| Выбранный отрывок |
Их кегли, скрипки, крик и хоровод я наблюдаю с сильным отвращеньем:
как бесом одержим, кривляется народ, —
и это он зовет весельем, пляской, пеньем!
Фауст. Иоганн-Вольфганг Гёте
И бал ни за что не прекратится, пока не умолкнет громкая музыка. Никто из танцующих не спросит, и тем более не ответит, зачем это бессмысленное движение, к чему этот праздник пустоты и тщеславия.
Впрочем, если не спрашивать себя: «Зачем», – то немалое из того, за что берутся люди, может показаться вполне себе полезным делом.
«Опять ты про свою целесообразность! – весело заметит мне всё тот же бессмертный “румяный критик”. – Единственное качественное отличие Homo sapiens, как разумного существа, – его иррациональность и способность оправдывать свои действия совершенно нелепыми соображениями, если, конечно, рассматривать их с точки зрения здравого смысла».
Знаю, знаю. Безусловно, ты прав, толстопузый насмешник. Хотя я совсем не против, чтобы на «Титанике» по-прежнему играл оркестр, но очень бы хотелось, чтобы центральными фигурами на корабле были не музыканты. А пока они дуют в трубы и бьют в барабаны для танцующих палуб, не стоит удивляться, что многое на доске истории пишется мелом, которое потом легко стирается ветошью, пропитанной водой из немелеющей Леты.
И с замираньем и смятеньем
Я взором мерил глубину,
В которой с каждым я мгновеньем
Все невозвратнее тону.
А. Фет
Мне легко представить Афанасия Фета, обращённого «лицом ко тверди» и чутко вслушивающегося в чарующий «хор светил». Всякий поэт причастен к небу, иначе откуда к нему приходит эта живительная и неодолимая сила, именуемая вдохновением? Житейская мудрость учит нас смотреть себе под ноги и не глядеться в бездну, чтобы та не смогла поразить неосторожных своим ответным взглядом. Но поэты пренебрегают этим холодным правилом и жаждут огня, способного воссиять «над целым Мирозданьем», а его может дать только небо с мерцающим «сонмом звёзд». Земля, в отличие от неба, глуха и бессловесна, «как смутный сон», и лишь там, в «бездне полуночной», можно услышать божественную музыку сфер. Однако никто не может дать верный ответ на, казалось бы, простой вопрос: почему эти услышанные «звуки небес» перенесённые на бумагу, чаще всего становятся «скучными песнями земли». Может потому, что земле назначено быть «миром печали и слёз»? А может быть потому, чтобы во всякой душе, перенесённой на землю, жило «чудное желание» слушать непостижимые голоса породившей нас бездны. И всматриваться в лицо неба, как было назначено «первым жителям рая».

| Материал для задания |

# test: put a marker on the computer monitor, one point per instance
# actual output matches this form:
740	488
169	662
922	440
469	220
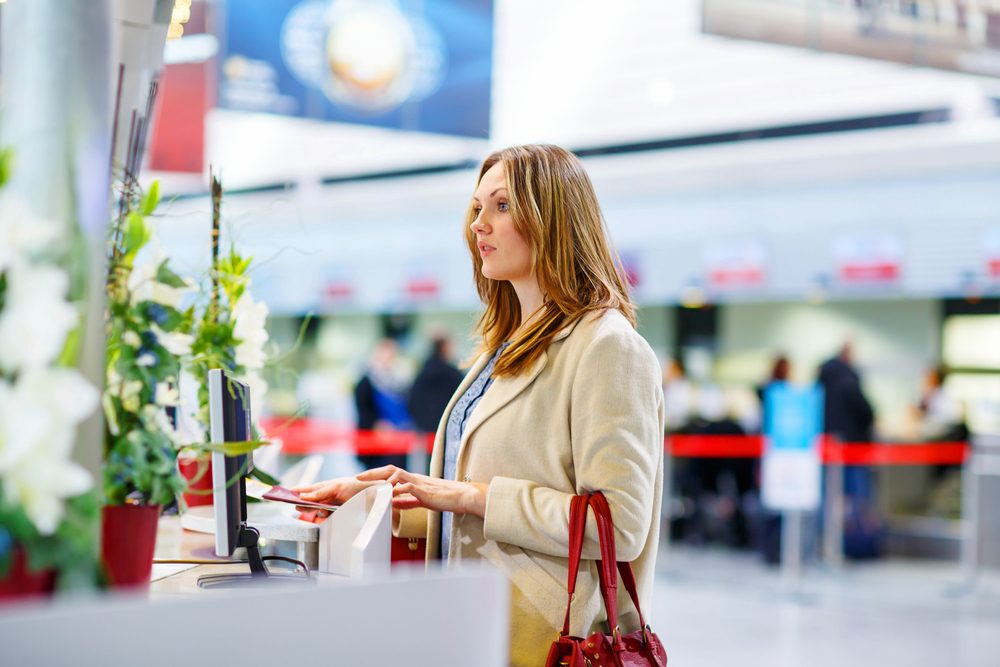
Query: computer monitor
229	421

| Указания |
- A) Из какого произведения Гёте взят первый эпиграф в выбранном отрывке?
- B) Перепишите без изменений все строки из раздела «Материал для задания». Изображение в ответ не включайте.

| Список ответов |
- A) Из «Фауста».

- B)
# test: put a marker on the computer monitor, one point per instance
# actual output matches this form:
740	488
169	662
922	440
469	220
Query: computer monitor
229	421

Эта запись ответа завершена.